-- BEGIN --

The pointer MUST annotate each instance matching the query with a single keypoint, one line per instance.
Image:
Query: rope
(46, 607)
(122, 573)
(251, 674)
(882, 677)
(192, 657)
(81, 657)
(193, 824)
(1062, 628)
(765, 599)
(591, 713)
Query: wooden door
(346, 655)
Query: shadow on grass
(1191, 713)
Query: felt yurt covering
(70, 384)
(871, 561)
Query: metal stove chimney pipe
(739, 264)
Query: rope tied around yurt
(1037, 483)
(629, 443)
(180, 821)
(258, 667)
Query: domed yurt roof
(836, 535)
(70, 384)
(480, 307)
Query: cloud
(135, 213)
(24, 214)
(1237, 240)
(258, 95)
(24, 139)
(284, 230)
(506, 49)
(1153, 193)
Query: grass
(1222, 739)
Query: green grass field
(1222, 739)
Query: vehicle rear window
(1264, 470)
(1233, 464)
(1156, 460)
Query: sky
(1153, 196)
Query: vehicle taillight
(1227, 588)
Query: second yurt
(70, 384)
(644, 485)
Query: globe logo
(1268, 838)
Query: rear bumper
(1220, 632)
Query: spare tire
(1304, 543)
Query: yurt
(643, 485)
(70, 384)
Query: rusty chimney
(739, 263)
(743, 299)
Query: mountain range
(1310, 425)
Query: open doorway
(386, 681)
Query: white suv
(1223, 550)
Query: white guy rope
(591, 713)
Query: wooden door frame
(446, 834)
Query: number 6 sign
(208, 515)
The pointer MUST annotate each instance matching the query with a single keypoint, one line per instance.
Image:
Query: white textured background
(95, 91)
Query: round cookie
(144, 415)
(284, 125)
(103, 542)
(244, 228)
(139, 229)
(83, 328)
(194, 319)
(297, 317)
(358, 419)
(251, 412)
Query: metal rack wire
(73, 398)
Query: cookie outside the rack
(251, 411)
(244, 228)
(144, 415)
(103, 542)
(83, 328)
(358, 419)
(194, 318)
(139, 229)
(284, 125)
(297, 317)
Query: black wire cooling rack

-- END --

- _The request_
Starting with the line that contains "Query: rear bumper" and going on through the end of the records, write those lines out again with every "cookie" renamed to "biscuit" and nothing else changed.

- _Output for this task_
Query: rear bumper
(1220, 632)
Query: spare tire
(1304, 543)
Query: yurt
(643, 485)
(70, 384)
Query: rusty chimney
(739, 263)
(743, 299)
Query: mountain range
(1310, 425)
Query: open doorway
(386, 681)
Query: white suv
(1223, 550)
Query: white guy rope
(591, 713)
Query: wooden door frame
(446, 834)
Query: number 6 sign
(208, 515)
The pointer MUST annotate each instance matching the query with a single keypoint, one line per instance.
Image:
Query: white textured background
(95, 91)
Query: round biscuit
(144, 415)
(284, 125)
(103, 542)
(244, 228)
(139, 229)
(83, 328)
(194, 319)
(297, 317)
(358, 419)
(251, 412)
Query: metal rack wire
(73, 398)
Query: biscuit outside the rack
(251, 411)
(244, 228)
(144, 415)
(103, 542)
(83, 328)
(358, 419)
(194, 318)
(139, 229)
(284, 125)
(297, 317)
Query: black wire cooling rack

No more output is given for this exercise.